= WHAT IS BEING ASKED =
Pull out each line from the items below that contains the word "bowl", copying those lines as they appear.

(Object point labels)
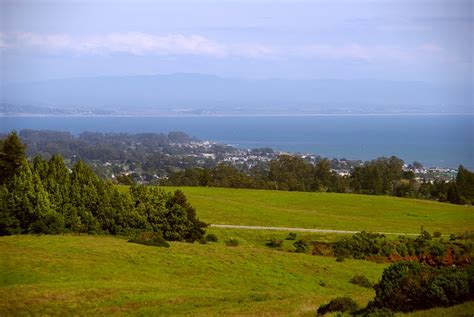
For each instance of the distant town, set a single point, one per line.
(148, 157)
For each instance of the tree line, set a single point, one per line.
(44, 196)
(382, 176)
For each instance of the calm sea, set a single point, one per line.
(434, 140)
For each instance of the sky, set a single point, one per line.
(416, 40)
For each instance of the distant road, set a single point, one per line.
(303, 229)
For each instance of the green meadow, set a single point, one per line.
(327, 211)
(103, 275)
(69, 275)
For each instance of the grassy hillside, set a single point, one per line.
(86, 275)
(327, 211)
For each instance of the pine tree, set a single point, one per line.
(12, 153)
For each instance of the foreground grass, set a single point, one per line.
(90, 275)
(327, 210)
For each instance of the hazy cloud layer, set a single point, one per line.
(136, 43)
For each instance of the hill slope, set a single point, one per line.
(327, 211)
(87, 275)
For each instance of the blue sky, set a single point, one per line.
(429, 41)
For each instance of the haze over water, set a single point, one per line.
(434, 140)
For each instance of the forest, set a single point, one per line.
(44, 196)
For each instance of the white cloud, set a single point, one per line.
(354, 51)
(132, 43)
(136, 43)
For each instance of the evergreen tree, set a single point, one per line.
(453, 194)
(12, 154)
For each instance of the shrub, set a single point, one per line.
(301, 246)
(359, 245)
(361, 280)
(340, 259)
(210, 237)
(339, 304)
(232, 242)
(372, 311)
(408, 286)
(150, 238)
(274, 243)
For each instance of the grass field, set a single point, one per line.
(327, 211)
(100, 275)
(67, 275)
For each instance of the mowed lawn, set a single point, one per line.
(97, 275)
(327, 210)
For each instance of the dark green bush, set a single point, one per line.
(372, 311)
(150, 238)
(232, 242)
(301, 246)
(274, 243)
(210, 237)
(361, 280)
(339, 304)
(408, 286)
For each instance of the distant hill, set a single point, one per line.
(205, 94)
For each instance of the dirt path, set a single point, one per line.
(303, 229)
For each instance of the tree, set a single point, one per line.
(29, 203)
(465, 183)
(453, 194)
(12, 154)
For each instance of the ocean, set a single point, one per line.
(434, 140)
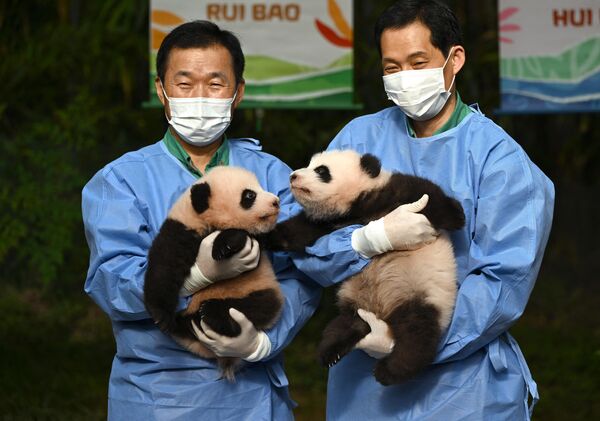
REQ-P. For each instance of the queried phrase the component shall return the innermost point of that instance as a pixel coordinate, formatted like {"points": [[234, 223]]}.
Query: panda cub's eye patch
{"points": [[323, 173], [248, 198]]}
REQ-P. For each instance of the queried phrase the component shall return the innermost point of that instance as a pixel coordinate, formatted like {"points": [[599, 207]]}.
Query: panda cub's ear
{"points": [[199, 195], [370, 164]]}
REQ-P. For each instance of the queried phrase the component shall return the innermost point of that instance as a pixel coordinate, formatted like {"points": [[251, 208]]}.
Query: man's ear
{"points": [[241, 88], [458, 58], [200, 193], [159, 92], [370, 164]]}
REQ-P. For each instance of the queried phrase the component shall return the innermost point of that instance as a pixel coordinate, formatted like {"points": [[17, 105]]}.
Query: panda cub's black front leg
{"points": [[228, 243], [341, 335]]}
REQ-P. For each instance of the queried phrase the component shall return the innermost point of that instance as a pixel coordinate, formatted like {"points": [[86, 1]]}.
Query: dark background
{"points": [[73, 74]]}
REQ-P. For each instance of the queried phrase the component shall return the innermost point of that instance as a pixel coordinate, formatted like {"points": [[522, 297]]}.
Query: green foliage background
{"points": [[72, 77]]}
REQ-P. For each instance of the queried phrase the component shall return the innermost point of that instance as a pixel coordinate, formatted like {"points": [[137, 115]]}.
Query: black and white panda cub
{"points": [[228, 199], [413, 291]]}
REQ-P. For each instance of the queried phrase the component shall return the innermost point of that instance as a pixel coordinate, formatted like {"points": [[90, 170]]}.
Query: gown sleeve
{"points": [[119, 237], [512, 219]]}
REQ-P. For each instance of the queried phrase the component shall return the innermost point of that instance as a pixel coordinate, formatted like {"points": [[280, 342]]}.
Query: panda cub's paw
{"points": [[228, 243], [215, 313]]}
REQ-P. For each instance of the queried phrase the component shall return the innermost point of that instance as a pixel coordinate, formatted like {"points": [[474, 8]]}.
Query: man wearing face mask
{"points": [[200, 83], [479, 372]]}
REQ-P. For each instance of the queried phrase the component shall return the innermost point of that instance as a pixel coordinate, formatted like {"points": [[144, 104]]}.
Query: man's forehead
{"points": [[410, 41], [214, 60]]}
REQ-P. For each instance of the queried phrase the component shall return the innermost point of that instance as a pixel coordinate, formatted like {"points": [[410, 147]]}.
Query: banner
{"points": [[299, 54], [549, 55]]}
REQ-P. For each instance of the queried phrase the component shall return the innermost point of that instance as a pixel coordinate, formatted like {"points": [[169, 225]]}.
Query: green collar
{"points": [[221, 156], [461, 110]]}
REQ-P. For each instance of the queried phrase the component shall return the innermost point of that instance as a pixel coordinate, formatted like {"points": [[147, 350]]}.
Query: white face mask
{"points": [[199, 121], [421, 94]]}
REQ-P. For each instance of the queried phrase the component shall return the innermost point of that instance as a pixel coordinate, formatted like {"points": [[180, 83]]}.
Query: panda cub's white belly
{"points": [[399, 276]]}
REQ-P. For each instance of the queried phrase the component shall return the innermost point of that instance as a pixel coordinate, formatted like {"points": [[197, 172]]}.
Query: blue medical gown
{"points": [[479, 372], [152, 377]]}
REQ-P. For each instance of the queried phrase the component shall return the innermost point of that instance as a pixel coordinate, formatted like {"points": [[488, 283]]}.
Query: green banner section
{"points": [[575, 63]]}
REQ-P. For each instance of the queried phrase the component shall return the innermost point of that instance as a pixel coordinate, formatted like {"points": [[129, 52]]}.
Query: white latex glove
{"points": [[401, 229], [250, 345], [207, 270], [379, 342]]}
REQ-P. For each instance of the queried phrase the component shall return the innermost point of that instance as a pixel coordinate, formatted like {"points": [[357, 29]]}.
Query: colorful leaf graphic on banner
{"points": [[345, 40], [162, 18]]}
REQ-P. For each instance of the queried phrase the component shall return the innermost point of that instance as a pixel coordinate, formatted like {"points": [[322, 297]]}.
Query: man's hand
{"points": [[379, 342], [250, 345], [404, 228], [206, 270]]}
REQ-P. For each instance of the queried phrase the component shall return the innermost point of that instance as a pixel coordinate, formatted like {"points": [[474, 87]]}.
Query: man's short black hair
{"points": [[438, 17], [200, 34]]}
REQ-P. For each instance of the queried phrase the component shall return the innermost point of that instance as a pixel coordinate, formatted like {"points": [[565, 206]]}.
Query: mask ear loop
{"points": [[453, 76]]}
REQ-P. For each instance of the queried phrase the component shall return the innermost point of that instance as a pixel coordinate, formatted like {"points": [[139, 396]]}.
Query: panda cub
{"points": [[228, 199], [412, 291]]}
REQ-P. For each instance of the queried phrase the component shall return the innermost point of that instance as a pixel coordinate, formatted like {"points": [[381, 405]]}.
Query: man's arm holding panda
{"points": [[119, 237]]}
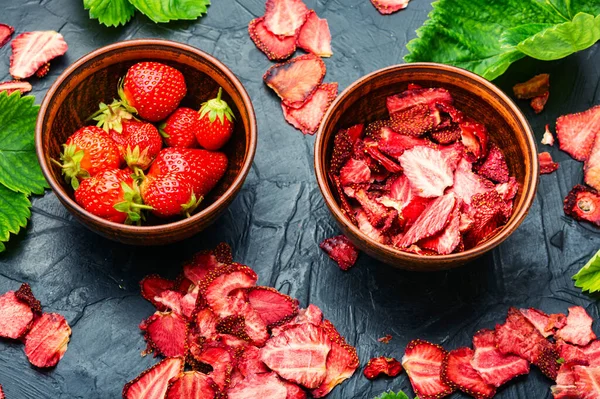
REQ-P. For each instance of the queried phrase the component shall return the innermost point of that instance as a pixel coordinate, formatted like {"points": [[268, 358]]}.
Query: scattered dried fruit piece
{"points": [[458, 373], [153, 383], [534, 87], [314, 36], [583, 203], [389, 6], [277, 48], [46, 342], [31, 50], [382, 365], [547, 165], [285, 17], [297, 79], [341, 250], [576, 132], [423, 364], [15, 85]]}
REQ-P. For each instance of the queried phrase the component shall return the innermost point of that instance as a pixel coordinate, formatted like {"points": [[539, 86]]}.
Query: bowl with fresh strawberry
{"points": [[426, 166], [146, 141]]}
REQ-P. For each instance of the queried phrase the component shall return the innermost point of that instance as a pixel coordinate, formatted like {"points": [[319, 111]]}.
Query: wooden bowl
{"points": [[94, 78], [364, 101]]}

--

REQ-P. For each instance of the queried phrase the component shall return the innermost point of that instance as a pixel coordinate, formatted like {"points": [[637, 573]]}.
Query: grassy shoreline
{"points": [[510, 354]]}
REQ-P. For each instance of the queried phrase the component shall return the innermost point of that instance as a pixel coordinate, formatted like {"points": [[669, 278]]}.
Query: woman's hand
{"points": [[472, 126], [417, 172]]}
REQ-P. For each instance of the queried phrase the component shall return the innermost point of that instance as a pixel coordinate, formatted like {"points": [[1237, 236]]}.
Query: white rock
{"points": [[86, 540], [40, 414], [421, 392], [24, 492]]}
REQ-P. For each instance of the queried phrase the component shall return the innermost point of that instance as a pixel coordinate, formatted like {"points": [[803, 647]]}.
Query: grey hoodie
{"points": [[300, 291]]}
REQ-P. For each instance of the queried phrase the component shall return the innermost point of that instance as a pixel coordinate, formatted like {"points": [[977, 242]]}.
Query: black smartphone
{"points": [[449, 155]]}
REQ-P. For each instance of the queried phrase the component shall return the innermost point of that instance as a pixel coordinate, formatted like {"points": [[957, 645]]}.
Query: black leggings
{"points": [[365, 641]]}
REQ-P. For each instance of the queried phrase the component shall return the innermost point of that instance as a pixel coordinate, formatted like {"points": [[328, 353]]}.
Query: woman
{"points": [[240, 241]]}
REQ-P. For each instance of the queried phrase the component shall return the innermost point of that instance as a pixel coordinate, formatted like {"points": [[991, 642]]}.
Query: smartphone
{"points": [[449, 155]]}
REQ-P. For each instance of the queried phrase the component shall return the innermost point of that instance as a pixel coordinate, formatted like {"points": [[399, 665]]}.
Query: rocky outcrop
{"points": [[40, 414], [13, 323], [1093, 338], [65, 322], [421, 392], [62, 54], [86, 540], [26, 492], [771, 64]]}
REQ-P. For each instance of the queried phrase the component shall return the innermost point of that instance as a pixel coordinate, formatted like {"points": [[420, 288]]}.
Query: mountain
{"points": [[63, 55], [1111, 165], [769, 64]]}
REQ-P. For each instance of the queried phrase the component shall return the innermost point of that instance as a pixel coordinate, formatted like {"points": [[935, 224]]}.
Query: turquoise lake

= WORKED SOLUTION =
Query: bowl with fresh strawberry
Query: wooden bowl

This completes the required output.